■ Trecho para ler:
Não se critica diretamente os ideais feministas, mas há uma tentativa de ridicularizar seus atores. Isso é uma maneira de reduzir o movimento.

Não se critica diretamente os ideais feministas, mas há uma tentativa de ridicularizar seus atores

Folha - A senhora leu as declarações do presidente da Universidade Harvard, Lawrence Summers, que sugeriu que diferenças biológicas inatas entre homens e mulheres poderiam explicar a existência de um número menor de pesquisadoras nas ciências exatas?
Collin
- Ele disse isso?

Folha - Disse.
Collin
- É um comentário estúpido. Isso me lembra de um comentário de um jornalista que disse que o nível das universidades francesas tinha caído por causa do número grande de mulheres que estavam estudando.
Ele foi processado e, no processo, várias mulheres levaram livros de sua autoria para a mesa do juiz. Elas encheram a mesa com livros e ganharam o processo.

Folha - No entanto, testes oficiais aplicados em estudantes no Brasil e em outros países do mundo mostram que meninos têm, em média, melhor desempenho em matemática, enquanto meninas têm notas melhores em português ou em sua língua materna. Negar essas diferenças não prejudica o entendimento dessa questão?
Collin
- Mesmo se essas estatísticas que você citou forem realmente corretas, elas têm que ser analisadas a partir do contexto cultural. Se for realmente verdade, e não estou dizendo que é, isso não permite dizer que essas diferenças ocorrem por razões naturais. Uma menina que recebeu menos incentivo da família do que um garoto poderá ter desempenho pior, mesmo se estudar na mesma classe. Essas diferenças, caso existam, são muito sensíveis ao contexto cultural.
Francamente, acho essas estatísticas estúpidas. O que queremos é dar tratamento igual a ambos os sexos. Igualdade é, sobretudo, dar as mesmas condições para que todos possam se realizar no ramo em que quiserem. Jamais pode ser dito que uma mulher nunca chegará a tal nível pelo fato de ser mulher.

Folha - No Brasil, as mulheres já conquistaram acesso igual à educação. Nos níveis básicos, o número de mulheres é até maior nas escolas do que o de homens. Elas são maioria também nas universidades até em alguns cursos de carreiras mais privilegiadas. Isso não indicaria que o fim da desigualdade no mercado de trabalho é uma questão de tempo?

■ Registros tirados de uma coleção:
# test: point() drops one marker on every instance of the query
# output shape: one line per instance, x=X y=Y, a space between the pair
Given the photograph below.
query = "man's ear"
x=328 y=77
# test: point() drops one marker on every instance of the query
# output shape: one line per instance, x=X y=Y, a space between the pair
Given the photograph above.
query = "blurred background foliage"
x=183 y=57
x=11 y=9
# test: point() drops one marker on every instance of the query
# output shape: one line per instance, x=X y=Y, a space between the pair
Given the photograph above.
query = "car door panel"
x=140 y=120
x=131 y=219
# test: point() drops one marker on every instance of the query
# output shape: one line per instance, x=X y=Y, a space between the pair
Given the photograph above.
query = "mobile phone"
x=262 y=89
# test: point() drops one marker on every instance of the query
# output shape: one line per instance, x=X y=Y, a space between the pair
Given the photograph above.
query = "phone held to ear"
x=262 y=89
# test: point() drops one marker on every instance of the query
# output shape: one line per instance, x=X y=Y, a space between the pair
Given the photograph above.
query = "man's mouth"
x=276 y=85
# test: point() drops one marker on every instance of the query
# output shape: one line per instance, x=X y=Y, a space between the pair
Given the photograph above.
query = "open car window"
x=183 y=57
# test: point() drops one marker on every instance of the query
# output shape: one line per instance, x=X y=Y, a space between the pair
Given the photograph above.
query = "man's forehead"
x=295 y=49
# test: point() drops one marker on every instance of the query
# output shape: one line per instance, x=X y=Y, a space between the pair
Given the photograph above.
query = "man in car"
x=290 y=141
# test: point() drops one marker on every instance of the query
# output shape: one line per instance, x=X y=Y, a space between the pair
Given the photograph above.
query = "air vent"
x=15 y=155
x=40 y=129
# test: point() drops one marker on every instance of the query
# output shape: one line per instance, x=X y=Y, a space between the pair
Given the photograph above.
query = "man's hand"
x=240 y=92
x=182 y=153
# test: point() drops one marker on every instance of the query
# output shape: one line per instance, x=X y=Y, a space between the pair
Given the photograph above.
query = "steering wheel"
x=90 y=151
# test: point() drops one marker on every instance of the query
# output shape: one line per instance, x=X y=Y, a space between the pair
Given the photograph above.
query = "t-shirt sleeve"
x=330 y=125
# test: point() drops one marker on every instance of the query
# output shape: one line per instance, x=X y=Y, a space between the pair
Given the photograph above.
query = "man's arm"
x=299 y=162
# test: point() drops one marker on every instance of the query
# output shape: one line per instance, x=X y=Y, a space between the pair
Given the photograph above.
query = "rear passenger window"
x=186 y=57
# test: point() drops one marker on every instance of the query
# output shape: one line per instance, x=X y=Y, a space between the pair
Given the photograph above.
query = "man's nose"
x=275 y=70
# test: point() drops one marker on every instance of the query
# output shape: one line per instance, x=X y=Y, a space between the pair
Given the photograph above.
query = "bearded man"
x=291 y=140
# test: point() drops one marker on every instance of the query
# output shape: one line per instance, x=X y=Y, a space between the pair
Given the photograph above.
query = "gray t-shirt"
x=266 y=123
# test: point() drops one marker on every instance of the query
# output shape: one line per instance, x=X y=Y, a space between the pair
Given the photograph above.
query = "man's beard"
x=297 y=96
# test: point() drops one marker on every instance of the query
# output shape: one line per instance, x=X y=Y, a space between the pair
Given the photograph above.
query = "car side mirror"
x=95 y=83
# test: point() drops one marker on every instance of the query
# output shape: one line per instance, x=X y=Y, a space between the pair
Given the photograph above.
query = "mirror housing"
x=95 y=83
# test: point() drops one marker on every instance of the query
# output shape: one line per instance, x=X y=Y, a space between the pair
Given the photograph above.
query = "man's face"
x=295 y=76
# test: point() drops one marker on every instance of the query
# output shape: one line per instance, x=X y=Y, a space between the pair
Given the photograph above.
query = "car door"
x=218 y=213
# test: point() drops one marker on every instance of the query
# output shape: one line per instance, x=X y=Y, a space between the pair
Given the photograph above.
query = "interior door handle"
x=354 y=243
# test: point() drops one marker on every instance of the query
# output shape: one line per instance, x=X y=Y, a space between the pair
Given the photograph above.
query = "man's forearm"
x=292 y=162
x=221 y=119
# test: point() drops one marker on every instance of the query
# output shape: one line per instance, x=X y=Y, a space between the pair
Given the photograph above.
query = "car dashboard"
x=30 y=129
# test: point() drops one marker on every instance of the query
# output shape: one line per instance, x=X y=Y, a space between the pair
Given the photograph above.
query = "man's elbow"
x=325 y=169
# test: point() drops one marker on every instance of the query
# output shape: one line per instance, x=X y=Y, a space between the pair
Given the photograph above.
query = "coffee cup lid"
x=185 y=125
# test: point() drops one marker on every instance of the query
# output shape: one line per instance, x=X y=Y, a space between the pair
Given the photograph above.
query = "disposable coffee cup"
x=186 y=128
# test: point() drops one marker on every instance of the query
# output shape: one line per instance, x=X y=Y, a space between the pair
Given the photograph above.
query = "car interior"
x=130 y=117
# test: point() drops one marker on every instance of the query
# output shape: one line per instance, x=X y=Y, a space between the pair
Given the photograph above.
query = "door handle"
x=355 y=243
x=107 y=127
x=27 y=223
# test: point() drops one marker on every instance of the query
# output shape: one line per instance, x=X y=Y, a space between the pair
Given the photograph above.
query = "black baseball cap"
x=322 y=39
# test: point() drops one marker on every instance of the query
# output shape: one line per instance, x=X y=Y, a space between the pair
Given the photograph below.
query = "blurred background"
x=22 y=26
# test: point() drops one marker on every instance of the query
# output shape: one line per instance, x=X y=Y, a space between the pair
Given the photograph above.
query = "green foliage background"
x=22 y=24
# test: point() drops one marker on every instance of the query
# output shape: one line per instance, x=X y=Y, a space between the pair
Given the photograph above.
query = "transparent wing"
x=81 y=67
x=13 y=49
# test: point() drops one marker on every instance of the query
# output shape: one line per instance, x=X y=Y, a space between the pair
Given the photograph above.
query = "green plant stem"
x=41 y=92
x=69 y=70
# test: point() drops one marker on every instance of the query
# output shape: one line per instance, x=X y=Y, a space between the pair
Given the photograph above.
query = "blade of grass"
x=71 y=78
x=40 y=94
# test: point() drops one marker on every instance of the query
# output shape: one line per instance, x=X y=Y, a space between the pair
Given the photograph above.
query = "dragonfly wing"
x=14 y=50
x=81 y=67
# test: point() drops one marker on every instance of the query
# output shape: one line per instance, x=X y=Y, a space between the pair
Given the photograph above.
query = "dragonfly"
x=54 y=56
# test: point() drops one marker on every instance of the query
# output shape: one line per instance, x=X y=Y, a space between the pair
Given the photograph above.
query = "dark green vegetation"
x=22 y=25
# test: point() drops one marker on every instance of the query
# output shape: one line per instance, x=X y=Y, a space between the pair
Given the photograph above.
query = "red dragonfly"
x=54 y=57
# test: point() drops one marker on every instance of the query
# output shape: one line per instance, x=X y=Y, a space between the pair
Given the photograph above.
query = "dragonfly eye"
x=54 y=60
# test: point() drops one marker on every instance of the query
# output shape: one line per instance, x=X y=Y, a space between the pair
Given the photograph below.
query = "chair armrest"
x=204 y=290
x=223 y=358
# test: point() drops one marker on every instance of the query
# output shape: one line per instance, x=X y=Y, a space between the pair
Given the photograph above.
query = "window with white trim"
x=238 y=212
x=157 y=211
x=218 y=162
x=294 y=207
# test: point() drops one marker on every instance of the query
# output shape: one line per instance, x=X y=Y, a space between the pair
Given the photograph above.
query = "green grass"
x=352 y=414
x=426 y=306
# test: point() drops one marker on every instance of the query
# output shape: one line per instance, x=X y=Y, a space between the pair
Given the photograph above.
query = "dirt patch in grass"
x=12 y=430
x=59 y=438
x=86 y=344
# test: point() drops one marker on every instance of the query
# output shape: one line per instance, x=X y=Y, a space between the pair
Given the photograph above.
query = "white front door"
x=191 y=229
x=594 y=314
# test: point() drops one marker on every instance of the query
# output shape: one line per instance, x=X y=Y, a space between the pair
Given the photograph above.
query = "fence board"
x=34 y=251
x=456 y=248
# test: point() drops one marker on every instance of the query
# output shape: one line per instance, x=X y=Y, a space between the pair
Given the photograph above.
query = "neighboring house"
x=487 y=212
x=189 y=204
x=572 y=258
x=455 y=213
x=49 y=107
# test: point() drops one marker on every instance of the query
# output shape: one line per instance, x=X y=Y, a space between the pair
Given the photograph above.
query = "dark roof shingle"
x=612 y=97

■ Objetivo do exercício: Prossiga a entrevista sobre feminismo a partir do ponto em que ela para. Os registros foram tirados de outra fonte.

■ Resposta:
Collin
- Isso não é verdade. As mulheres que possuem o mesmo diploma são menos valorizadas do que os homens. Na França, com a mesma formação, no mesmo trabalho e no mesmo nível, elas ganham em média 25% a menos do que os homens.
Todos os progressos são importantes, mas não se corrige uma estrutura secular resolvendo apenas um ponto da questão. O acesso à educação é muito importante, mas a luta é muito complexa. É um erro pensar que, mudando um ponto, tudo vai mudar. Não há uma causa única para a discriminação.

Folha - Não há momentos em que o feminismo se choca com a própria vontade das mulheres? A lei que proibiu símbolos religiosos em escolas francesas obrigou meninas muçulmanas a irem para a escola sem o véu. Mesmo não sendo esse o objetivo da lei, muitas feministas viram nela uma vitória contra o autoritarismo. No entanto, houve protestos de mães muçulmanas, que defendiam o uso dos véus.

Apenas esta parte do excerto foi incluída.